# Selected passage
++++
Alexis Bonnell, Senior Business Executive and emerging technology evangelist for the Public Sector at Google Cloud, shares how government agencies can use artificial intelligence to optimize workflows and improve service delivery.

Transcript:

How can AI positively transform the way we work, especially in the public sector?
Over the past year and a half, we’ve seen a lot of different ways public servants are using AI to help them meet their mission and transform the constituent experience. AI can surface information insights more rapidly and at scale, and what’s really interesting is that it can help agencies translate, “gov speak” to “people speak.” AI can build that connective tissue between how people speak and how they actually live their lives and look for information, versus how government has organized it. Also, our public servants are burnt out. They’ve been doing heroes’ work over the last year and a half. Now, they’re harnessing AI to augment their workloads, whether it’s using these tools to process invoices, do research or surface information. AI is empowering public servants to spend their time where they have the most value.

How can AI work together with the cloud to drive digital government?
The pandemic taught us the importance of having information agility, or access to relevant data to make decisions. The cloud maximizes information flow. Once you empower that information flow, then tools like AI can really complement it. In hybrid workplaces, for example, we can transform that information flow into productivity tools, such as Google Workspace. During the pandemic, many public servants used low-code or no-code tools to move information from their email or document storage into more active interaction. AI and the cloud together also can be used for sentiment analysis to really hear from your customers. AI is really about optimizing your information flow and optimizing your decision structures — and it’s not something you have to start from scratch. You can connect an API from an existing system to feed information into another system or reuse something someone else has created to get you there faster.

What are some of the primary AI use cases for government?
Document AI, which digitizes a range of government forms, is one great example. This type of automation can really benefit departments like finance and procurement. Research is another area. You can create environments where you can more easily share data, add AI through natural language processing and then query information. Virtual career centers, fraud detection and supporting unemployment assistance through call center AI are other examples. There’s no shortage of wonderful ways AI has already been applied.
++++
# Information given

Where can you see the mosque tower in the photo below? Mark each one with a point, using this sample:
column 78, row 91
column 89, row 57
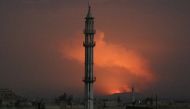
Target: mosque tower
column 89, row 44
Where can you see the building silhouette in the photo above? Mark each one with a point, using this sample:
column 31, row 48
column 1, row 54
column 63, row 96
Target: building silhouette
column 89, row 44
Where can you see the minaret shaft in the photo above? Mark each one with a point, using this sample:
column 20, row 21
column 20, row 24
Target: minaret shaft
column 89, row 58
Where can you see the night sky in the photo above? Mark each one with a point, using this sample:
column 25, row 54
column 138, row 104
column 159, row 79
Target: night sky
column 140, row 43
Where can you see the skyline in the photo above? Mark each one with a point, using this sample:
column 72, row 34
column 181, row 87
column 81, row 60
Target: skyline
column 36, row 34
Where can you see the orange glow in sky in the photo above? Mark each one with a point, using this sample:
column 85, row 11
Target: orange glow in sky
column 117, row 68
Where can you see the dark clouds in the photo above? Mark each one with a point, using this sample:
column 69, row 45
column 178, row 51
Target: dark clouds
column 31, row 29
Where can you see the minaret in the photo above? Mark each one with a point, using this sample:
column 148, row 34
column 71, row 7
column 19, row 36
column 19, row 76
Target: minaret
column 89, row 44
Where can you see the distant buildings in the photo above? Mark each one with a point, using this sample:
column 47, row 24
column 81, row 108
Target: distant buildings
column 8, row 97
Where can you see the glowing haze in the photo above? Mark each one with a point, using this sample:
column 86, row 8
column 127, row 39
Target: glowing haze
column 117, row 68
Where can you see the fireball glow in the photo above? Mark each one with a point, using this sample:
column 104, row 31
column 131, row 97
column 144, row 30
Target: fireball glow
column 117, row 68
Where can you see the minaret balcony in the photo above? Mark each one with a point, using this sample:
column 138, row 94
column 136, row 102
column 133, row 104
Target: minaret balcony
column 89, row 44
column 89, row 80
column 89, row 31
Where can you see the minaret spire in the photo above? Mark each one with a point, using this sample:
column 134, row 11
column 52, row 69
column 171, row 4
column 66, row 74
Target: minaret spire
column 89, row 10
column 89, row 45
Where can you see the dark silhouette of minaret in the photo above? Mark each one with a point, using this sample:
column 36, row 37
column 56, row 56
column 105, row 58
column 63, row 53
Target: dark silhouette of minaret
column 89, row 44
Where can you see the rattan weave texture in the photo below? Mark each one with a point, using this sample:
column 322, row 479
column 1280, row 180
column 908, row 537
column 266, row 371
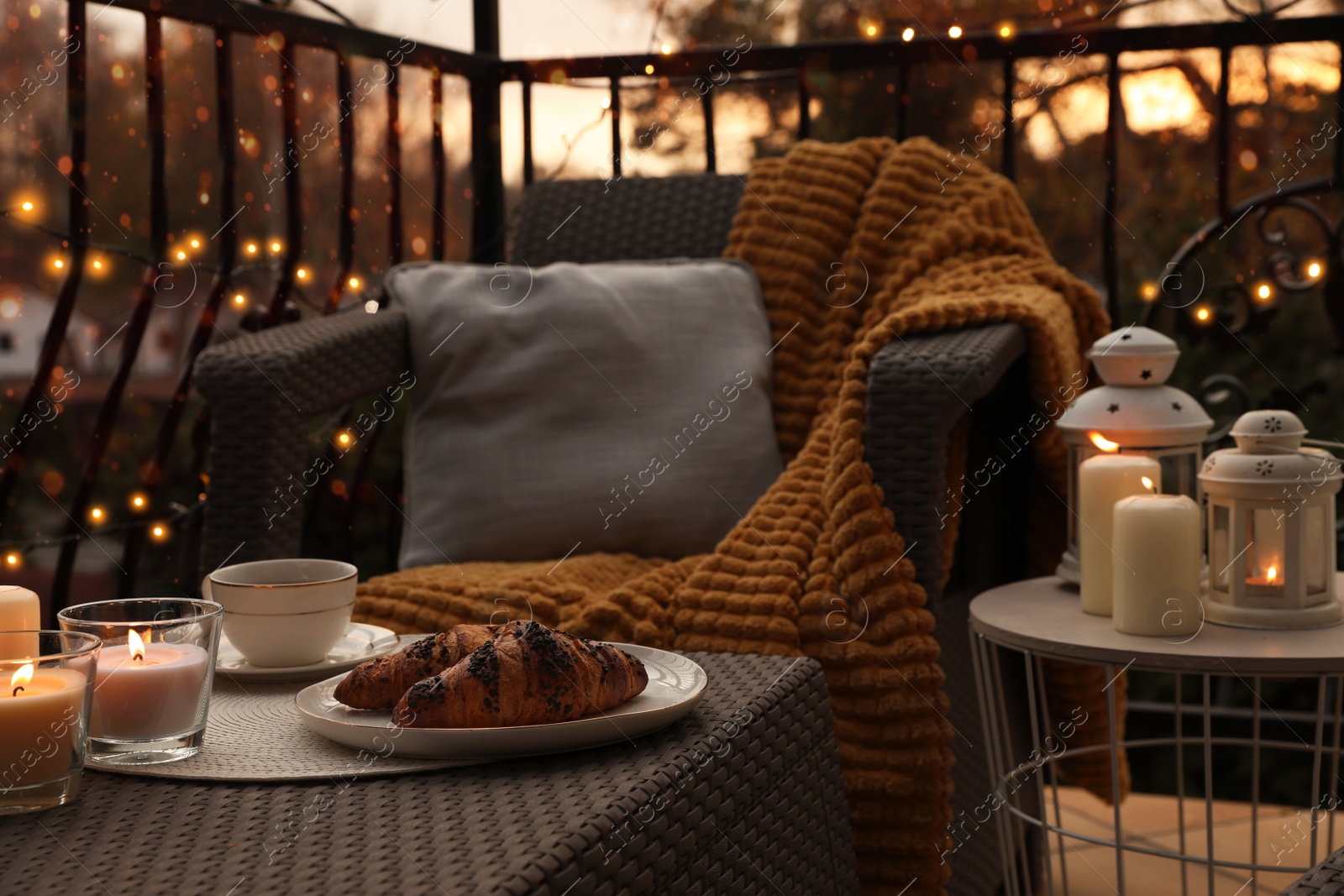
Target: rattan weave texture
column 593, row 221
column 1326, row 879
column 741, row 797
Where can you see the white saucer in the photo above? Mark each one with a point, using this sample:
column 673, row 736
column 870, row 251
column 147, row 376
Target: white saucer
column 675, row 687
column 360, row 642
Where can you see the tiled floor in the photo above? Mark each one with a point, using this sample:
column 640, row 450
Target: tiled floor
column 1153, row 822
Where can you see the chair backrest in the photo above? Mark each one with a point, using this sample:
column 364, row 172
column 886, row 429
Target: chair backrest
column 633, row 217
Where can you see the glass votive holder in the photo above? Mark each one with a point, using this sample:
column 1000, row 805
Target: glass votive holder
column 45, row 700
column 152, row 689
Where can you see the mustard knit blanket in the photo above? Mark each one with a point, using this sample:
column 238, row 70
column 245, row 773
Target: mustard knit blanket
column 940, row 253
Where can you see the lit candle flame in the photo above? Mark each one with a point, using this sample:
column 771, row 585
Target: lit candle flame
column 1102, row 443
column 19, row 679
column 136, row 645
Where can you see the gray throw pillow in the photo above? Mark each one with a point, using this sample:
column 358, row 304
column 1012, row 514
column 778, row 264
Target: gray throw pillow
column 584, row 407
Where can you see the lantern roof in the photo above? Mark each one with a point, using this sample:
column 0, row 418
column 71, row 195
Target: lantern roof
column 1135, row 407
column 1135, row 356
column 1269, row 452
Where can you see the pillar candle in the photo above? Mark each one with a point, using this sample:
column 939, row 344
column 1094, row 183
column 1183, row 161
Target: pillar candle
column 1102, row 481
column 1156, row 564
column 19, row 610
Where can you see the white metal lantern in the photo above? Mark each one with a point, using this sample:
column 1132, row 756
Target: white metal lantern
column 1133, row 412
column 1272, row 527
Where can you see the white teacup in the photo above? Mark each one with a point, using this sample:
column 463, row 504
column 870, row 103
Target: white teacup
column 284, row 613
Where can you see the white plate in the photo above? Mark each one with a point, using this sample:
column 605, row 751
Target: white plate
column 675, row 687
column 360, row 642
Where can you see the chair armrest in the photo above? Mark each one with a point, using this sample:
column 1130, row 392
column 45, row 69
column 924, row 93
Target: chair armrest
column 1323, row 880
column 264, row 390
column 918, row 389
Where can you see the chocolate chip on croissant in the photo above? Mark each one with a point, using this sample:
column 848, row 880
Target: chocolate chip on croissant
column 381, row 683
column 530, row 674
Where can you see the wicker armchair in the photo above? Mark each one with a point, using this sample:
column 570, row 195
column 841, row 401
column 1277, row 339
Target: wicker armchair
column 264, row 390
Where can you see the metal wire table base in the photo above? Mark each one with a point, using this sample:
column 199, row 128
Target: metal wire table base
column 1206, row 745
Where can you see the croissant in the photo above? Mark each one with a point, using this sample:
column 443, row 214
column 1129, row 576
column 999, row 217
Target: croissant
column 381, row 683
column 530, row 674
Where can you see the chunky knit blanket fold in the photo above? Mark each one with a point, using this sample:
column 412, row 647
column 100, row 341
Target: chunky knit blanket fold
column 929, row 249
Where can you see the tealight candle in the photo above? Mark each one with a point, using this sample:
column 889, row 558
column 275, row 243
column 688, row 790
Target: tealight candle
column 39, row 718
column 44, row 720
column 1102, row 481
column 20, row 616
column 152, row 684
column 1156, row 574
column 148, row 691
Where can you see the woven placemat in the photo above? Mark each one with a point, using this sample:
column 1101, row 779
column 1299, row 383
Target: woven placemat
column 255, row 734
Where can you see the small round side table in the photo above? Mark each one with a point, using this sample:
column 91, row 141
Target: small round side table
column 1018, row 627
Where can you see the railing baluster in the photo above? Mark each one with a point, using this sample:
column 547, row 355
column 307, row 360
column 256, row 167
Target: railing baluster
column 139, row 316
column 293, row 195
column 438, row 163
column 904, row 101
column 151, row 472
column 1010, row 157
column 616, row 127
column 711, row 160
column 346, row 141
column 1339, row 144
column 394, row 168
column 1225, row 129
column 528, row 168
column 77, row 24
column 1115, row 113
column 804, row 105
++++
# What you will do
Rewrite the Google Cloud interview starting at "Alexis Bonnell, Senior" and ending at "the public sector?", replacing "artificial intelligence" with "AI". The listing is drawn from a separate source.

# Task output
Alexis Bonnell, Senior Business Executive and emerging technology evangelist for the Public Sector at Google Cloud, shares how government agencies can use AI to optimize workflows and improve service delivery.

Transcript:

How can AI positively transform the way we work, especially in the public sector?